■ Task requirements ■
Exact repetition of every entry is required.

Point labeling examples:
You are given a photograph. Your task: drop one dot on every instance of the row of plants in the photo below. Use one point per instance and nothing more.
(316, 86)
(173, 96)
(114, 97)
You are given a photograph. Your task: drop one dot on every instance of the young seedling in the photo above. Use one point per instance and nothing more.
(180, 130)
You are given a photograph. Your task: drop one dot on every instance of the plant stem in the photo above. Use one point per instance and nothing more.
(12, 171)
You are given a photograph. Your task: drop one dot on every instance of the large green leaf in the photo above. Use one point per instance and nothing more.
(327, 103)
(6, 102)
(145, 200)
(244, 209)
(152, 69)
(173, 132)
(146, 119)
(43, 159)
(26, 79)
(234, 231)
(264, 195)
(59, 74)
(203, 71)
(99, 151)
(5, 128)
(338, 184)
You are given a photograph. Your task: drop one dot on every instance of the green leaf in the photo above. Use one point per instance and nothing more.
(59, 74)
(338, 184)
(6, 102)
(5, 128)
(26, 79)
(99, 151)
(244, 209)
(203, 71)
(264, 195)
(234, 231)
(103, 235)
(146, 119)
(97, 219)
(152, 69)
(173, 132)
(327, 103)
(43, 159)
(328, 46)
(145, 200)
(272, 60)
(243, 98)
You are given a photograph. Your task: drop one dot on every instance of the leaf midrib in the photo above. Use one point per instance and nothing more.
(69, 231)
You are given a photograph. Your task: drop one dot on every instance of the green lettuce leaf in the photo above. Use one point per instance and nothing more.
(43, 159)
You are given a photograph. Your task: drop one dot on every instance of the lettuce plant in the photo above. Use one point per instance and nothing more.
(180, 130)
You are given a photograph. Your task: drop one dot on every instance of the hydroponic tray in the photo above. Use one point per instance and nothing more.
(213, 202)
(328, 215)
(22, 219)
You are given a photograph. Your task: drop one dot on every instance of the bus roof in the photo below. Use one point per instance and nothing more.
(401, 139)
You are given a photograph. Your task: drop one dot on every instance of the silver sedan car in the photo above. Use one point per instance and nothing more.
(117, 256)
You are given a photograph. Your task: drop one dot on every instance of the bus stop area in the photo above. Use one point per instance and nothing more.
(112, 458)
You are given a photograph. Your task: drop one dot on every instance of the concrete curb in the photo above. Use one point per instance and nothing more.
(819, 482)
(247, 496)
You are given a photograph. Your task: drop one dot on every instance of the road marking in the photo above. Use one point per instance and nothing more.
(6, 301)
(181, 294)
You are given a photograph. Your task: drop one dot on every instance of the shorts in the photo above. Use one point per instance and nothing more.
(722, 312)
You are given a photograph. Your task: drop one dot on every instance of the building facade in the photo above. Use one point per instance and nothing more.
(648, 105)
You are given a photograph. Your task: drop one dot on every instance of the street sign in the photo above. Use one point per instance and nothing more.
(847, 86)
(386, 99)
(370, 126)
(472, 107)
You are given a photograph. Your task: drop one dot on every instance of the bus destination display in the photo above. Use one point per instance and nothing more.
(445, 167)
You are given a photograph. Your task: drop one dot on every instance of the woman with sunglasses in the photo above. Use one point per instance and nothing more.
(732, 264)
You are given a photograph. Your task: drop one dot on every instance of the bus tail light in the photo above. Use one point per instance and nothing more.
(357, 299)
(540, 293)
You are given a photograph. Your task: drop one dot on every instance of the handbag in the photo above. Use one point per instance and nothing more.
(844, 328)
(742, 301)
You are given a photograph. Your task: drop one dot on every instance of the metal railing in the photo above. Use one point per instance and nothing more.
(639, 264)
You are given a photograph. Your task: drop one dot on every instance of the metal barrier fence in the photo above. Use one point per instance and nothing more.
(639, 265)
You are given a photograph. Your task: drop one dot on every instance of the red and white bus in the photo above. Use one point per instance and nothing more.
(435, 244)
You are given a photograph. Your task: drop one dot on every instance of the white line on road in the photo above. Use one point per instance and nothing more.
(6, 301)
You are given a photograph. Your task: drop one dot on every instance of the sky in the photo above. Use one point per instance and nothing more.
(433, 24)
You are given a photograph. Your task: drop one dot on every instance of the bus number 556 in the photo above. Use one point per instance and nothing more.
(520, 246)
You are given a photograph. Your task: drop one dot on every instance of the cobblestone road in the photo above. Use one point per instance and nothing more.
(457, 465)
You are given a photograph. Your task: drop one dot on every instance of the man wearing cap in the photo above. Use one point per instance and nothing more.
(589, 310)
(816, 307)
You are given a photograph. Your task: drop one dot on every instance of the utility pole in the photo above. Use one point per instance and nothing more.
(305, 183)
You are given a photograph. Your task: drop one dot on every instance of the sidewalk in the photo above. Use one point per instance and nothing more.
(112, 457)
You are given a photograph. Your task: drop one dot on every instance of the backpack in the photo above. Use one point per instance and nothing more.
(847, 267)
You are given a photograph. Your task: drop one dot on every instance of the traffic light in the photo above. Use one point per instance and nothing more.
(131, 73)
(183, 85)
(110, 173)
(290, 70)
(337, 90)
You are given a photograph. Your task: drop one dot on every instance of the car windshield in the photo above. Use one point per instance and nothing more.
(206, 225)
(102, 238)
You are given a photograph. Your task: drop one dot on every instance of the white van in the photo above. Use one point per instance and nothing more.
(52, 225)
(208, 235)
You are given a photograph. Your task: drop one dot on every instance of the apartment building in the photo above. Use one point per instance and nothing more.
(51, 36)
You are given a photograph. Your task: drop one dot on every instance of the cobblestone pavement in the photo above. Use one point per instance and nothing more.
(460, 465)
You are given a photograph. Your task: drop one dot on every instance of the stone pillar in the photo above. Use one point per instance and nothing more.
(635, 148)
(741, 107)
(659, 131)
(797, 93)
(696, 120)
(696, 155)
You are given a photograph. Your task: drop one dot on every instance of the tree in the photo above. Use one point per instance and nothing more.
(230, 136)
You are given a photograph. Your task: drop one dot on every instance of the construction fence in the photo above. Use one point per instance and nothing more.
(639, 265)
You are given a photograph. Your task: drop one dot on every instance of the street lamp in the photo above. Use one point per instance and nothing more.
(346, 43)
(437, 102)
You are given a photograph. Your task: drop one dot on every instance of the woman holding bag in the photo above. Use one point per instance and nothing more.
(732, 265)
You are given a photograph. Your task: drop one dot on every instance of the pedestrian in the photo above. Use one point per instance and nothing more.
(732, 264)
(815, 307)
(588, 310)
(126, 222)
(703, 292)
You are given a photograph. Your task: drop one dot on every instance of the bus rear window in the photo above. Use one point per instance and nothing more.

■ Task solution ■
You are given a photograph. Your task: drop one dot on every instance of the row of plants in the photo below. Use one point per instance and nothing more.
(316, 86)
(173, 96)
(114, 97)
You are given a photograph. Your task: drop one dot on every instance of the young seedling in the photo above. Use one point per instance and nothing more.
(180, 130)
You are given a photograph. Your task: drop one dot on every instance of the plant stem in the photo above. Use one point per instance and nothing more.
(12, 171)
You are given a photograph. Your task: drop one dot on every instance of the large green leaf in the photo above. Use one point per instance and nothing more.
(327, 103)
(6, 102)
(145, 200)
(244, 209)
(152, 69)
(173, 132)
(146, 119)
(43, 159)
(26, 79)
(234, 231)
(264, 195)
(59, 74)
(203, 71)
(99, 151)
(5, 128)
(338, 184)
You are given a photograph. Your task: drop one dot on every instance of the green leaf in the photo above. Use one point per instance and nothing more.
(59, 74)
(338, 184)
(6, 102)
(5, 128)
(26, 79)
(99, 151)
(244, 209)
(203, 71)
(264, 195)
(234, 231)
(103, 235)
(146, 119)
(97, 219)
(152, 69)
(173, 132)
(327, 103)
(43, 159)
(328, 46)
(145, 200)
(272, 60)
(243, 98)
You are given a photograph. Your task: drop one dot on every instance of the leaf midrib in the photo above. Use one point per instance and nothing more.
(69, 231)
You are given a photograph. Your task: drop one dot on every instance of the green lettuce leaf in the photo above. Use one point per instance and nothing more.
(43, 159)
You are given a photograph. Your task: drop one dot on every instance of the lettuce plant in the photo above. Use one point per instance and nothing more.
(180, 130)
You are given a photograph. Your task: drop one dot on every instance of the hydroponic tray in the photo above. Use one point per instance and nothing more.
(213, 202)
(328, 215)
(22, 219)
You are given a photograph. Your task: drop one dot on every instance of the bus roof in the photo below. Use one point per instance and nothing more.
(401, 139)
You are given a photograph. Your task: drop one dot on every instance of the silver sedan car in the photo above. Use one point per instance and nothing more.
(117, 256)
You are given a photograph. Your task: drop one dot on every instance of the bus stop area in the photo above. Use one point per instance and nothing more.
(112, 458)
You are given a photograph. Your task: drop one dot on every instance of the concrete curb in the photo above. Use one point per instance and nothing more.
(819, 482)
(247, 496)
You are given a photograph. Your task: drop one dot on every instance of the road marking in the photo above. Use one point per instance and nothing more.
(6, 301)
(181, 294)
You are given a photograph. Your task: drop one dot on every instance of the shorts in the photo above. Use one point per instance and nothing more.
(722, 312)
You are given a photograph. Your task: drop one dot on every instance of the building facade in the photo above. Use one point per instance and nothing more.
(648, 105)
You are given a photograph. Your task: drop one dot on every instance of the street sign in the photo above. Use one point per instance and nothing more.
(847, 86)
(386, 99)
(370, 126)
(472, 107)
You are given a photograph. Your task: drop one dot on every instance of the bus destination display in the photo above. Use one point per instance and nothing more.
(445, 167)
You are given a photograph. Your task: drop one dot on every instance of the woman with sunglasses in the photo above. Use one point per instance and nothing more.
(732, 264)
You are given a photograph. Your task: drop one dot on every instance of the bus tail light in the photo above. Use one point per instance and nothing more.
(357, 299)
(540, 293)
You are given a photograph. Your task: drop one dot on every instance of the handbag in the photo above. Use one point per instance and nothing more.
(844, 328)
(742, 301)
You are given a photograph. Your task: drop one dot on every instance of the metal railing in the photo above. Use one point per instance and nothing more.
(639, 264)
You are given a photograph. Your task: drop one dot on every instance of the metal barrier fence in the photo above. Use one point per instance and nothing more.
(639, 265)
You are given a photograph. Your task: drop one dot on every instance of the red and white bus in the photo above. Use one point per instance and nothing more.
(435, 244)
You are given a photograph. Your task: drop one dot on every instance of the white line on road in the photo above. Use one point per instance and nothing more.
(6, 301)
You are given a photograph. Your task: drop one dot on every instance of the sky in the photo above. Use one point per instance and nothing more.
(433, 24)
You are given a photograph. Your task: drop one dot on every instance of the bus number 556 in the photo above. Use one point per instance and nothing more.
(520, 246)
You are given a photograph. Your task: drop one dot on every instance of the cobblestone road in the photo above. Use one point per instance and nothing more.
(457, 465)
You are given a photograph. Your task: drop one dot on every instance of the man wearing cap in the photo above. Use one point per instance and nothing more.
(589, 310)
(816, 307)
You are given a photograph. Your task: drop one dot on every instance of the utility pole in the photo above. Use one point per instance and nothing more.
(305, 183)
You are given a photograph. Your task: drop one dot on every instance of the sidewalk in the photo above. Use one point per instance and nothing more.
(112, 457)
You are given a photograph. Your task: drop one dot on every instance of the backpack in the photo above. Use one point per instance and nothing more.
(847, 267)
You are given a photograph. Your task: drop one dot on every instance of the traffic light in the photo above. Use one point per instance and nothing more.
(131, 73)
(183, 85)
(110, 173)
(290, 70)
(337, 90)
You are given a photograph. Your task: drop one dot on every instance of the car windshield in the photo above. Use one point per instance and nothing more.
(206, 225)
(102, 238)
You are given a photograph. Your task: drop one dot on every instance of the white van in the photo above. Use one point per instance and nothing more.
(52, 225)
(208, 235)
You are given a photograph. Your task: drop one dot on every instance of the apartment building in the photo above. Use one point per instance and nothing more.
(51, 36)
You are given a photograph. Your task: drop one dot on every instance of the cobblestone pavement in the photo above. Use one point per instance and nothing more.
(460, 465)
You are given a photograph. Your task: drop one dot on every instance of the stone pillar in the photo above. Use one point per instance and nothing more.
(635, 148)
(741, 107)
(659, 131)
(797, 93)
(696, 120)
(696, 155)
You are given a photograph. Your task: drop one dot on every instance of the tree in the photo above. Use one point per instance and nothing more.
(230, 136)
You are given a photograph. Your task: drop one dot on every instance of the construction fence in the photo above. Use one point per instance and nothing more.
(639, 265)
You are given a photograph. Your task: drop one dot on every instance of the street lamp in the photo above. Use one point per instance and nothing more.
(346, 43)
(437, 102)
You are given a photograph. Your task: drop one dot on every instance of the woman holding bag in the photo above. Use one point per instance and nothing more.
(732, 265)
You are given a photograph. Your task: drop one dot on every instance of the pedestrian in the photo above. Use one point per instance and nothing more.
(732, 264)
(815, 307)
(588, 310)
(126, 222)
(703, 292)
You are given a photograph. Your task: drop one dot on every instance of the bus rear window in the photo above. Use one point per instance and nothing more.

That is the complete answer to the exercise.